## start
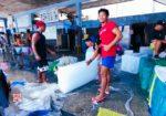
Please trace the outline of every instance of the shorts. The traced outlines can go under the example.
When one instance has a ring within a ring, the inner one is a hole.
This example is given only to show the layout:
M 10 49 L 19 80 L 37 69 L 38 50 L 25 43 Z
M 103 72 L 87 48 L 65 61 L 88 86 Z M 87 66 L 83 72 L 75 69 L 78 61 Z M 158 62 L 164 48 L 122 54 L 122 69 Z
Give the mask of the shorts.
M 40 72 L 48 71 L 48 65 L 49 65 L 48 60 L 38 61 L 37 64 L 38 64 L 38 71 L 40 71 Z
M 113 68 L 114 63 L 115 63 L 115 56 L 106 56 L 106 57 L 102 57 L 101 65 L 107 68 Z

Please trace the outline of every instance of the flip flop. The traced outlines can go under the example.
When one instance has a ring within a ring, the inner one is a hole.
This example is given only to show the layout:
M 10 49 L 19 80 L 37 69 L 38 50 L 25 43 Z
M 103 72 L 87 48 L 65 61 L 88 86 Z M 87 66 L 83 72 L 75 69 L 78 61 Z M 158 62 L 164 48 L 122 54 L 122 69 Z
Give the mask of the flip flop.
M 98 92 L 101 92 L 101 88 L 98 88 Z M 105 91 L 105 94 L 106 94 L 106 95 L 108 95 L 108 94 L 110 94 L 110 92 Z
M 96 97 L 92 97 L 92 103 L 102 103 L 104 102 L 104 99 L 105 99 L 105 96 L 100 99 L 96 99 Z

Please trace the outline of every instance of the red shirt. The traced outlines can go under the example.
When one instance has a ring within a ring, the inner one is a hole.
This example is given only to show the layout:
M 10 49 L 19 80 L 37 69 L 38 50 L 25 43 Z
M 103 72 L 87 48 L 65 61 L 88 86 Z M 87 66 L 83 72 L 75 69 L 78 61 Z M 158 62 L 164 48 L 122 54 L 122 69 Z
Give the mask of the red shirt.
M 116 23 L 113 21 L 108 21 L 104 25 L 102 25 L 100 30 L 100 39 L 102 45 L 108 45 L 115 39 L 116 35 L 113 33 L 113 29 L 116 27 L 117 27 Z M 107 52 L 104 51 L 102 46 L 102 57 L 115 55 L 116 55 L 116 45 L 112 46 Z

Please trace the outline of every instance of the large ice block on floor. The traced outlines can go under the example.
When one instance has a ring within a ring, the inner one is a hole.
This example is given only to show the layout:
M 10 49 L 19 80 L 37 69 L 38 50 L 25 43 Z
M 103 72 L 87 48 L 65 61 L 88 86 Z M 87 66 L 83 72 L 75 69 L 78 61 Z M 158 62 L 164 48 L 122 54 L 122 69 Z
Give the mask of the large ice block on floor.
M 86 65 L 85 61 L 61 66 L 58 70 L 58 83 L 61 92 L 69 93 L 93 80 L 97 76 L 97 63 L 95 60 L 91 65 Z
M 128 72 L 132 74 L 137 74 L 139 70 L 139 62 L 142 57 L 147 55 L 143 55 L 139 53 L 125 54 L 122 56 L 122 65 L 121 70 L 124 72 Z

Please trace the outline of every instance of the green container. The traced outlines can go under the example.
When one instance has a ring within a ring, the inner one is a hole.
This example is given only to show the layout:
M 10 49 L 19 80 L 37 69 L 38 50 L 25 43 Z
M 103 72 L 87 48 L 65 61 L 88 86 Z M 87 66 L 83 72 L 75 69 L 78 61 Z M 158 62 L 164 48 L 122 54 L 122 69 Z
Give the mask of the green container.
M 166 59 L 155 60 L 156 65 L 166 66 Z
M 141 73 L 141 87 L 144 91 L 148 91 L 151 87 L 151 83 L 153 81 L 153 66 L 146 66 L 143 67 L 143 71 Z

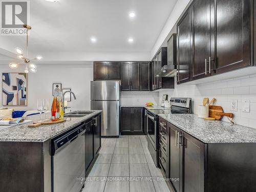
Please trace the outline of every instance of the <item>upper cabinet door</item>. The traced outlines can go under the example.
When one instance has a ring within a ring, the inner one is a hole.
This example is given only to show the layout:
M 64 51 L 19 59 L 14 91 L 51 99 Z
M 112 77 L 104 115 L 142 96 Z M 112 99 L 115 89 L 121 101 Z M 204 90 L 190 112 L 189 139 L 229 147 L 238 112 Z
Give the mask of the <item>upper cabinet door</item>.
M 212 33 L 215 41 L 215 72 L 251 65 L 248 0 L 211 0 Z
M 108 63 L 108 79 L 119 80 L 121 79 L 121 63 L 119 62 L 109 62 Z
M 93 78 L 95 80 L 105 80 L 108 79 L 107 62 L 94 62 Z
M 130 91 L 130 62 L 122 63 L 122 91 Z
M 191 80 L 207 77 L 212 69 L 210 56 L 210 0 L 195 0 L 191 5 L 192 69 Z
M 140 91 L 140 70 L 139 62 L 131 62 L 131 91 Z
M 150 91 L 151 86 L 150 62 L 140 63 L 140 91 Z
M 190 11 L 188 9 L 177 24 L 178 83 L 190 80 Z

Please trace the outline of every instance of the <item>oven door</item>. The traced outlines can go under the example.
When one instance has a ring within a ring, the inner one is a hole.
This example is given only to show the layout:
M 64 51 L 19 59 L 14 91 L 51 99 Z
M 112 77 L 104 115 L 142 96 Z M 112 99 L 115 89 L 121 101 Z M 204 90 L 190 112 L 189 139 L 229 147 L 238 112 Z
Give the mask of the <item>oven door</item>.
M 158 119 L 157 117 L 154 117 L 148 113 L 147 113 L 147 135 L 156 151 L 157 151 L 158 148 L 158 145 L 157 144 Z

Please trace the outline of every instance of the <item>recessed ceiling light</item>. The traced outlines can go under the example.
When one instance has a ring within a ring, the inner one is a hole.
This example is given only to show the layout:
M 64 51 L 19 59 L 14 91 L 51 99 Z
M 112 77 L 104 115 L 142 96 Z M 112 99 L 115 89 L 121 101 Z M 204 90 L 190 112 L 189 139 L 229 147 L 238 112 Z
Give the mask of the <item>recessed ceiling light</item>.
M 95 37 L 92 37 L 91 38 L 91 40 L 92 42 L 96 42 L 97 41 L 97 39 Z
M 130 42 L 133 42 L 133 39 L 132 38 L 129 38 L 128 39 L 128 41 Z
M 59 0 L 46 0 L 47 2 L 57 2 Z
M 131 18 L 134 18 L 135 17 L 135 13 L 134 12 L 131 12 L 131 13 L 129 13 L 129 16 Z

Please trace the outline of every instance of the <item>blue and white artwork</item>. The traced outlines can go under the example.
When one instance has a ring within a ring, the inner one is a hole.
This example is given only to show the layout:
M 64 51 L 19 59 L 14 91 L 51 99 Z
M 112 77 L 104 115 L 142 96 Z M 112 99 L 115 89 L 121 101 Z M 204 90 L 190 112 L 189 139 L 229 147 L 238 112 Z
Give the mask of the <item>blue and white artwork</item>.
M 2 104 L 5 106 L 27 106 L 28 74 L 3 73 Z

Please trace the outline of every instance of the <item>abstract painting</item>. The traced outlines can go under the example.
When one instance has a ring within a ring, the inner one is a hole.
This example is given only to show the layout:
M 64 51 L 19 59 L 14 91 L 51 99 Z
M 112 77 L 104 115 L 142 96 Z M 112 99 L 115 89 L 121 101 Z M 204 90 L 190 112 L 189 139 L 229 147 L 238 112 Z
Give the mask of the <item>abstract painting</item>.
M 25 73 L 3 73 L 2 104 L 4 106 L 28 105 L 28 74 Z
## end
EXERCISE TASK: Write out the material exactly as it appears, everything from the line that contains "Please trace the outline of every instance of the <item>upper" down to the line that contains "Give the mask of the <item>upper", with both of those lines included.

SOLUTION FOR THIS TASK:
Please trace the outline of every instance of the <item>upper cabinet door</item>. The traced outlines can go under the example.
When one instance has a ring within a ring, the inner one is a hole.
This example is given only to show the layout:
M 64 51 L 19 59 L 14 91 L 51 99 Z
M 112 77 L 104 115 L 142 96 Z M 112 99 L 115 89 L 121 101 Z M 204 90 L 190 112 L 189 139 L 229 147 L 238 112 Z
Give the mask of the <item>upper cabinet door</item>.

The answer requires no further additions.